Segment Start: DATA LISTING
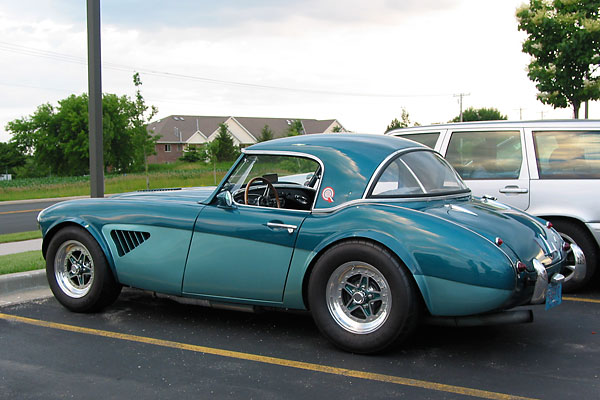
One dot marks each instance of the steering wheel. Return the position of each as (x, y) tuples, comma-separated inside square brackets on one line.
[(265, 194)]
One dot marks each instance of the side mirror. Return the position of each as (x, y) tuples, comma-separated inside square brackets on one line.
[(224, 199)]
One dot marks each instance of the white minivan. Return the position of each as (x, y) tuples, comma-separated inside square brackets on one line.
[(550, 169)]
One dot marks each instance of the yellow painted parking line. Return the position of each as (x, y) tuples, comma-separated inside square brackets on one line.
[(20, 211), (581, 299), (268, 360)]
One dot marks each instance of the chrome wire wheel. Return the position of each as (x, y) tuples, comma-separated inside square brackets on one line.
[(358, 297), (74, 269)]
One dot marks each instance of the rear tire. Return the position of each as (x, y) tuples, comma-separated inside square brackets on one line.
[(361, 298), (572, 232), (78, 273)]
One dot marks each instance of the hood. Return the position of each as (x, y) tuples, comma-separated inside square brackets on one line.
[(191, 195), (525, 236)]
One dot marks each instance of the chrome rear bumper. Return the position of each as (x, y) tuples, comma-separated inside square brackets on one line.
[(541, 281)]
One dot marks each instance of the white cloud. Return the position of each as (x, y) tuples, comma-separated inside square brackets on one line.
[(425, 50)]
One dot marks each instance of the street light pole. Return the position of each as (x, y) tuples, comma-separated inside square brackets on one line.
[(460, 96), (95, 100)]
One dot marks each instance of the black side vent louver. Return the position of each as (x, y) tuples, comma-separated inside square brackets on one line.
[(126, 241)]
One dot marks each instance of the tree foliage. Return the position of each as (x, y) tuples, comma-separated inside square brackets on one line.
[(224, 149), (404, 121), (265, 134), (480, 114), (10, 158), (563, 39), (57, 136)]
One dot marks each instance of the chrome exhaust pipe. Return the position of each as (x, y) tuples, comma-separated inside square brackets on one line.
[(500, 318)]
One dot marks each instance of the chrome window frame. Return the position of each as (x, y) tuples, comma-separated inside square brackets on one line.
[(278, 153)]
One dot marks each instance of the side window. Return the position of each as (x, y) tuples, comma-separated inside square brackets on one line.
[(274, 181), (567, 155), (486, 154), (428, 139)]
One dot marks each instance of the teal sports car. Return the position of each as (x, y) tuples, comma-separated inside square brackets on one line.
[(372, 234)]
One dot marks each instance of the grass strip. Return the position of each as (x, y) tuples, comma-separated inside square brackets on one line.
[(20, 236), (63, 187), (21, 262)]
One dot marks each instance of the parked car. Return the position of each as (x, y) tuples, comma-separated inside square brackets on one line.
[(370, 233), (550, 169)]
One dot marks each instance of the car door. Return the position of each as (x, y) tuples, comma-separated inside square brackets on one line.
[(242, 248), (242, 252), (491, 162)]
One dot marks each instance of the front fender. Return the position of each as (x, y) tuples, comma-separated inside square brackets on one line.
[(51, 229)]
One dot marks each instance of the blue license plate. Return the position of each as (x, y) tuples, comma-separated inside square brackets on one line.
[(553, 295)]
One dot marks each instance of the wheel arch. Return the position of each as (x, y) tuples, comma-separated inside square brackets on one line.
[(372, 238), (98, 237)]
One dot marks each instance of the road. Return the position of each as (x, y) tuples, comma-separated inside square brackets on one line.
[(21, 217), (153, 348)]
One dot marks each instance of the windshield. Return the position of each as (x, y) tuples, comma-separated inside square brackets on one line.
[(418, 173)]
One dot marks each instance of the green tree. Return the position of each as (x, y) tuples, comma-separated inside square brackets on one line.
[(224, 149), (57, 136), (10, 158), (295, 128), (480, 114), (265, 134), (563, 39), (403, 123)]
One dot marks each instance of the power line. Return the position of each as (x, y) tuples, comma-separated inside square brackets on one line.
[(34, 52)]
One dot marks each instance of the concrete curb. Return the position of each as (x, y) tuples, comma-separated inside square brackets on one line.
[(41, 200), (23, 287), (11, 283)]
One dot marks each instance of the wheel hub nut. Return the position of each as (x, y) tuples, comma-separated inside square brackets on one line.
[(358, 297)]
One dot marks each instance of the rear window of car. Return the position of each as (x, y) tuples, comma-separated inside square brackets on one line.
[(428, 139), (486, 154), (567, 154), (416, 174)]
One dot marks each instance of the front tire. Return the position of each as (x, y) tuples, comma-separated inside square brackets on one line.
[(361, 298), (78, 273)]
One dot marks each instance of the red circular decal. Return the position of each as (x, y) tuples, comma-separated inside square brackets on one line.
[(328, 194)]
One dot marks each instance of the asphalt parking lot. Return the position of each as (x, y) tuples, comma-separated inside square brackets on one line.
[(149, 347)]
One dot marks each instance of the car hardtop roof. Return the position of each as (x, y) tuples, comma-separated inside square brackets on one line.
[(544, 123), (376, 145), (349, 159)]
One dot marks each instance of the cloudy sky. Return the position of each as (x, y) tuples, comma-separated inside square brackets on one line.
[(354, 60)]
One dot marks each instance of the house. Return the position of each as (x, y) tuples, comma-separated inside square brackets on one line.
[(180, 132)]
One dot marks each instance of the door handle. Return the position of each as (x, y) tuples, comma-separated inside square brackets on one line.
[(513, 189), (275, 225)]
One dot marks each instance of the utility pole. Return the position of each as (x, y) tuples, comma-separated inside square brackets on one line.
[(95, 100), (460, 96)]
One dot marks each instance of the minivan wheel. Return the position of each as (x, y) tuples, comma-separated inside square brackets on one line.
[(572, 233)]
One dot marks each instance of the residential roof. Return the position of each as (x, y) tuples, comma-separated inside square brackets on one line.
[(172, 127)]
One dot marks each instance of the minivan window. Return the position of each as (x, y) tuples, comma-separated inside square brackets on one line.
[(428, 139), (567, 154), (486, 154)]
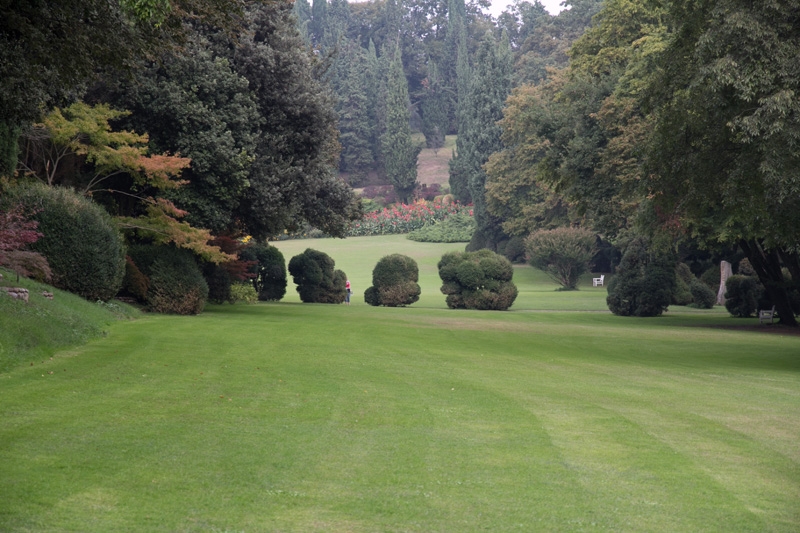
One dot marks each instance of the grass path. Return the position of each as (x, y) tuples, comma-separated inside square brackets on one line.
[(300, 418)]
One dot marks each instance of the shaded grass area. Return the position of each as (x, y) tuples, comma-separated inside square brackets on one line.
Segment End: DATA LISTING
-- EXERCISE --
Every entry above needs to be retyped exactly; drop the pictures.

-- RESPONSE TO THIS TASK --
One dot marks each instance of the steering wheel. Return the position of each as (x, y) tuples, comma-separated inside square brackets on one line.
[(265, 194)]
One dot marks each instance of the side mirror. Return the position of each as (x, y) tuples, comma-separated inside square brackets on one line.
[(224, 199)]
One dot marks each instance of the white minivan. Return the position of each as (x, y) tuples, comma-separated inside square brackets on one line.
[(550, 169)]
One dot marks each instance of the yellow painted parking line. Return the position of each as (x, y) tuples, comma-separated inside square brackets on one line.
[(20, 211), (581, 299), (268, 360)]
One dot marks each instance of the chrome wire wheel. Return the position of each as (x, y) tuples, comma-separated inside square brackets on one line.
[(358, 297), (74, 269)]
One dot marks each instance of the rear tire. Return the position of each as (x, y) tuples, comma-separated inside square brackets on one line.
[(361, 298), (572, 232), (78, 273)]
One dot marks each instance of the hood. Return the position of each as (x, y) tuples, comma-separated inside square brackets on one line.
[(191, 195), (525, 236)]
One dot marks each instance of the chrome rear bumper. Return the position of each as (x, y) tuples, comma-separated inside square brackets on one line.
[(541, 281)]
One dot marks each instance of the white cloud. Return the position of each as (x, y) tuples, comma-separated inside square brackets on one line.
[(425, 50)]
One dot marks each instance of the street light pole. Return the position of each as (x, y) tuples, comma-separated inside square brackets on one line.
[(460, 96), (95, 100)]
One dot marks each instance of the black side vent louver. Return the position of each as (x, y) tuples, comma-separated inside square brackets on one line.
[(126, 241)]
One dot marks each instance of the tree foliage. Return the position of each as (x, y) tuples, comma-separated inside square brackets on one line.
[(224, 149), (404, 121), (265, 134), (480, 114), (10, 158), (563, 39), (57, 136)]
One dot marks each instance of the chrome exhaust pipe. Return the position of each as (x, y) tuples, comma-separated inside square brackets on one line.
[(500, 318)]
One dot marks each instance of the chrome window frame. Return the position of each as (x, y) tuples, comma-separated inside square brackets on one line.
[(278, 153)]
One dot marks each instance of the side window. Return the position of each as (x, y) tuples, comma-separated inside square brackets on one line.
[(274, 181), (567, 155), (486, 154), (428, 139)]
One dot marks each instance of the teal sports car. Return the position of each as (x, y) tuples, comma-separated inside square brackets on one line.
[(372, 234)]
One dot marks each instance of the grass strip. Return the position of each as (x, y) tuples, comma-separated inside square brackets on one line.
[(20, 236), (63, 187), (21, 262)]
One dot marks each instance of the parked car. Return the position of each as (x, y) tuples, comma-separated inside square brackets on one line.
[(370, 233), (550, 169)]
One dot marks each instance of the car door. Return the position of each as (x, y) tuples, comma-separated inside square brackets on one line.
[(242, 248), (242, 252), (491, 162)]
One dot marks each instance of the front fender. Return the position of each as (x, y) tuples, comma-separated inside square brackets on one line.
[(51, 229)]
One dot marks each instance of the blue license plate. Return the position of each as (x, y) tuples, comma-separated inside square brackets on one line.
[(553, 295)]
One dot marks each instance of the wheel arch. Return the position of each as (x, y) tuples, comma-separated inside square brackets on one line.
[(372, 238), (98, 237)]
One dot marks each instance of the road. Return the position of each as (x, y) tuples, comma-separated inside square brackets on one line.
[(21, 217), (153, 348)]
One dot marks each instance of the windshield. Return the position of each as (x, y) tuples, comma-separated inside square brackets on one line.
[(418, 173)]
One dot marks each instance of the green tree. Return the position of each as (x, y) tuples, comma-separated inside square brackets on one line.
[(224, 149), (57, 136), (10, 158), (295, 128), (480, 114), (265, 134), (563, 39), (403, 123)]
One dot marks each instance of the power line. Return the position of each as (x, y) tuples, comma-separated inside square brackets on one line.
[(34, 52)]
One dot marks each instance of the concrete curb. Return the position of each as (x, y) tuples, comma-separated inside square brackets on one line.
[(41, 200), (23, 287), (11, 283)]
One dot marks each instance of the wheel hub nut. Return the position of each as (x, y) tuples, comma-separated inside square brackets on one line.
[(358, 297)]
One dot marks each instance of the rear window of car. Return the position of each as (x, y) tuples, comma-separated inside square brackets on one line.
[(428, 139), (486, 154), (567, 154), (416, 174)]
One dot marks each instance of the front tire. Return the position of each as (x, y) tuples, comma-separated inside square brackets on one line.
[(361, 298), (78, 273)]
One dot marks each instance of the red circular decal. Return the position of each as (x, y) tuples, comma-separated inside square brackets on one line.
[(328, 194)]
One dot marks each instance of the asphalt parking lot. Return the position of each as (x, y) tuples, comma-separated inside square brackets on one line.
[(149, 347)]
One dot marks each instance of the car hardtop roof. Return the position of each as (x, y) tuples, comma-separated inside square brackets on one line.
[(544, 123), (376, 145), (349, 159)]
One dot marks each instance of the cloudy sky. Return the position of each as (x, y) tuples, comma-separated inside square brackets on one line.
[(354, 60)]
One dot marks each instance of the house. Return the position of each as (x, y) tuples, comma-separated inside square brackets on one line.
[(180, 132)]
One dot marks each instance of the door handle. Return the position of each as (x, y) tuples, comma-separated inside square brackets on one line.
[(513, 189), (275, 225)]
One dot marks each instance of the utility pole. Return the position of each as (x, y) tuples, comma-separated inside square brackets on one line.
[(95, 100), (460, 96)]
One dot marks each instance of the minivan wheel. Return the position of each as (x, y) tuples, comma-separated inside square brackets on one line.
[(572, 233)]
One dot marks each instance of the residential roof. Return the position of each as (x, y) tuples, comma-separated inside square brackets on one line.
[(172, 127)]
One dot marks each instance of the minivan window. Return the position of each as (x, y) tuples, comma-separated inside square brackets on one line.
[(428, 139), (567, 154), (486, 154)]
One dot marks each instance of the grass path. Return the position of each as (x, y) tuples, comma-separated inside square brackets on one line.
[(300, 418)]
One dot marks each instance of the shaded grass area. Return the position of each as (x, y) tuples, comma-separated inside square brackets on one line.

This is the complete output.